**TASK GOAL**
Give all of the lines again, with nothing added or dropped.
· · · · ·
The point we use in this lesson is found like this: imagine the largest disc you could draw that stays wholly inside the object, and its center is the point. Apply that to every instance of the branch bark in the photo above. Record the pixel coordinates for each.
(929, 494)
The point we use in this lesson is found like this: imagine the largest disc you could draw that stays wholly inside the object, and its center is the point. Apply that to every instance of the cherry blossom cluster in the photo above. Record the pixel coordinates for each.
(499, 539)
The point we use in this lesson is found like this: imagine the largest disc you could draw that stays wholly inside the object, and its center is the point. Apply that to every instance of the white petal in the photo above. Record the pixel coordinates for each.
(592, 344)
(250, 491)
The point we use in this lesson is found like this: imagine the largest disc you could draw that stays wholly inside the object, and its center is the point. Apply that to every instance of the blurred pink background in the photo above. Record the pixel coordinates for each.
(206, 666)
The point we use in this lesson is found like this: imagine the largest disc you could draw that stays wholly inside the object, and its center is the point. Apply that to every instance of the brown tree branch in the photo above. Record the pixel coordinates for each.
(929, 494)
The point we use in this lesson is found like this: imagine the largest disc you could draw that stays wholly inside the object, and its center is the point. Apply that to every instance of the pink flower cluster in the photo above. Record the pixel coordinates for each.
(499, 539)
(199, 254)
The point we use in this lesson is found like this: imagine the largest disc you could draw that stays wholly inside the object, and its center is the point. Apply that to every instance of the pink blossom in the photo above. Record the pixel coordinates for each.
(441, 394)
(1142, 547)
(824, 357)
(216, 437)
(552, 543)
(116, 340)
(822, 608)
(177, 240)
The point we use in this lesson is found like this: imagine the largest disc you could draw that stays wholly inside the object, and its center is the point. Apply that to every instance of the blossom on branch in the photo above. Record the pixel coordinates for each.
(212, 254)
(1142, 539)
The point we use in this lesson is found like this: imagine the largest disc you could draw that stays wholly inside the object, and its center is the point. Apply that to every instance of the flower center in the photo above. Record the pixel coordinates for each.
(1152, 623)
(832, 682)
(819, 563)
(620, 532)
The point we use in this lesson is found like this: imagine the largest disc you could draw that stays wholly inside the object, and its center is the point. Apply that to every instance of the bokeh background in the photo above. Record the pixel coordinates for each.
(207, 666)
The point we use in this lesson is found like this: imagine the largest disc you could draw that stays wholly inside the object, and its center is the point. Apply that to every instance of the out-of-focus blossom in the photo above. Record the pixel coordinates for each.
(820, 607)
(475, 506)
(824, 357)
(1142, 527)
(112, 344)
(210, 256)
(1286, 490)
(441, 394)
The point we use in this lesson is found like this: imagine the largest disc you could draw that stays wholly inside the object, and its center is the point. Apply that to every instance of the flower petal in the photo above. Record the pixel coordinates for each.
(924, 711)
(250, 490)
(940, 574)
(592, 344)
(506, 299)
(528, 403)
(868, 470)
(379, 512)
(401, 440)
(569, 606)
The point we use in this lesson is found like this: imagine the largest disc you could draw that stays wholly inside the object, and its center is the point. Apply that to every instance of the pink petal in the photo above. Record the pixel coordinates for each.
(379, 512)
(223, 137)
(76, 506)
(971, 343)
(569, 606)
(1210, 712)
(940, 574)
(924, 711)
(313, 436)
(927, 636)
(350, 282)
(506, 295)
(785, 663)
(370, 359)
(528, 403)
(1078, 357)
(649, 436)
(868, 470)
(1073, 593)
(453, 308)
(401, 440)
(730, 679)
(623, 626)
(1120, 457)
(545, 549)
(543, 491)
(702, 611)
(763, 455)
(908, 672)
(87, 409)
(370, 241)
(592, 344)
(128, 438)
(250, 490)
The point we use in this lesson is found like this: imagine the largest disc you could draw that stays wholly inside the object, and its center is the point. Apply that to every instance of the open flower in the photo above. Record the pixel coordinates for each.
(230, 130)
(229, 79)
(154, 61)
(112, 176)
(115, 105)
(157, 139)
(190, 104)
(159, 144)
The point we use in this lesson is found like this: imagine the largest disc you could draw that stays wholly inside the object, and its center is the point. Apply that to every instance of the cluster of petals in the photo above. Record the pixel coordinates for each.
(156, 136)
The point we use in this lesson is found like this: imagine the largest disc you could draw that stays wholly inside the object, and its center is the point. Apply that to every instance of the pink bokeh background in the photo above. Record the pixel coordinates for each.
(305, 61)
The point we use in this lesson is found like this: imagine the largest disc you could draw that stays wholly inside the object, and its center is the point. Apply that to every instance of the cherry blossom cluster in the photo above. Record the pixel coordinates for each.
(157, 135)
· · · · ·
**RESULT**
The point we use in this lesson is found like this: imagine the largest disc you could draw that stays wholly inside the object, and its center is the point. Apply that to every instance of the branch bark in the photo above. Record the pixel coordinates for each.
(929, 494)
The point we use in this lesson is found like this: imagine the largest disc you could draw that stays wholly inside the object, and its center is the point. Apply that to every instance of the cherry blossom cluster in the photo above. Record the pixel coordinates for each.
(499, 539)
The point we use in this lesson is found like this: imagine the largest disc you could draw that stays wholly inside the object, and its center is the point. Apply that to every instance of the white petal in the photo above. Record the pixel coordinates for each.
(592, 344)
(250, 491)
The point we use in this lesson is found like this: imagine the largest disc you could draw that stays wholly inside the object, and its center is the point. Apply that to every instance of the blurred pink background in the photo above. Record the pixel coordinates for each.
(206, 666)
The point we use in this lesson is found like this: imagine the largest disc you could draw that stays wholly inside the object, and its center is the point. Apply that to every instance of the brown tree branch in the photo above. Record the pixel coordinates for each.
(929, 494)
The point we use in this lesson is found like this: imagine the largest disc you could draw that stays wholly inside the object, and its center is the point. Apply that to every instance of the pink flower cluster in the photo above. Record the pixel coordinates for each.
(499, 539)
(199, 254)
The point we use in this lesson is found like this: imagine the largest disc you could draw that stays wholly inside the object, and its center is the point. Apply that to every instance of the pink blossom in the photo above. Record the pixel coordinates for each.
(441, 394)
(1142, 547)
(824, 357)
(216, 437)
(552, 543)
(116, 340)
(822, 608)
(177, 240)
The point we use in this lesson is found like this: imagine the largest disc you could draw that stays wholly inside the object, and its center is the point. Apply that to every instance of the blossom on branch in the photo above. Record the pixel coordinates for each.
(212, 254)
(1142, 539)
The point we use in this lesson is found like this: imagine the largest disc you could draw that stays wholly inside the object, and its center is the point. Apply that to every instance of the flower center in the photo above. Record the pixel coordinates for each.
(1152, 623)
(832, 682)
(819, 563)
(620, 532)
The point we use in this lesson is found like this: imagine the largest disc you could draw that stays wholly inside the object, and its center is the point. Apply that to every instance of the bokeh background in the photo above. Record the pixel coordinates for each.
(207, 666)
The point we use in this lesson is found like this: imagine the largest disc you could draw that stays wholly inside the object, and its center is the point. Apply that to every instance of the out-of-focus blossom in the photo above. Record the pixel coordinates for each.
(820, 607)
(475, 506)
(824, 357)
(1142, 527)
(112, 344)
(210, 256)
(1286, 490)
(441, 394)
The point we use in this lesson is found like this: imagine the largest disc you could draw that stays wholly inside the object, and its center is the point. Apply that to every instance of the flower petal in the photo above. Record the pixel coordinates for each.
(924, 711)
(250, 490)
(940, 574)
(592, 344)
(506, 299)
(528, 403)
(868, 470)
(379, 512)
(401, 440)
(569, 606)
The point we use in this lesson is found like this: imagine the largest disc you could draw that stays wholly inside the object, and its center is the point. Apply that to every instance of the pink petal in the photo above. Record the pixel coordinates for each.
(379, 512)
(223, 137)
(76, 506)
(971, 343)
(569, 606)
(1210, 712)
(940, 574)
(924, 711)
(313, 436)
(927, 636)
(350, 282)
(506, 295)
(785, 663)
(370, 359)
(528, 403)
(1078, 357)
(649, 436)
(868, 470)
(1073, 593)
(453, 308)
(401, 440)
(730, 679)
(623, 626)
(1120, 457)
(545, 549)
(543, 491)
(702, 611)
(763, 455)
(908, 672)
(87, 409)
(370, 241)
(592, 344)
(128, 438)
(250, 490)
The point we use in this lesson is found like this: imagine the largest disc you could draw that stays wholly inside the object, and its center is the point. Apply that to every instance of the open flower in the photo above. Record the pixel coordinates for each.
(230, 130)
(229, 79)
(154, 61)
(112, 176)
(115, 105)
(157, 139)
(190, 104)
(159, 144)
The point we use in this lesson is found like this: imagine the largest disc you could draw that stays wholly inside the object, and its center is the point. Apply that to every instance of the cluster of petals in the photo above. Record the pixel coordinates for each.
(156, 136)
The point we use in this lesson is found like this: imagine the largest disc you could draw that stays wholly inside the object, and its center is the point. Apply that to every instance of the pink bokeh background in the photo above. Record the pixel coordinates for each.
(305, 61)
The point we use in this lesson is found like this: imagine the largest disc you could draw that stays wholly inside the object, and its center is the point. Apply that to every instance of the cherry blossom cluster in the photo above. Record the pixel coordinates for each.
(157, 135)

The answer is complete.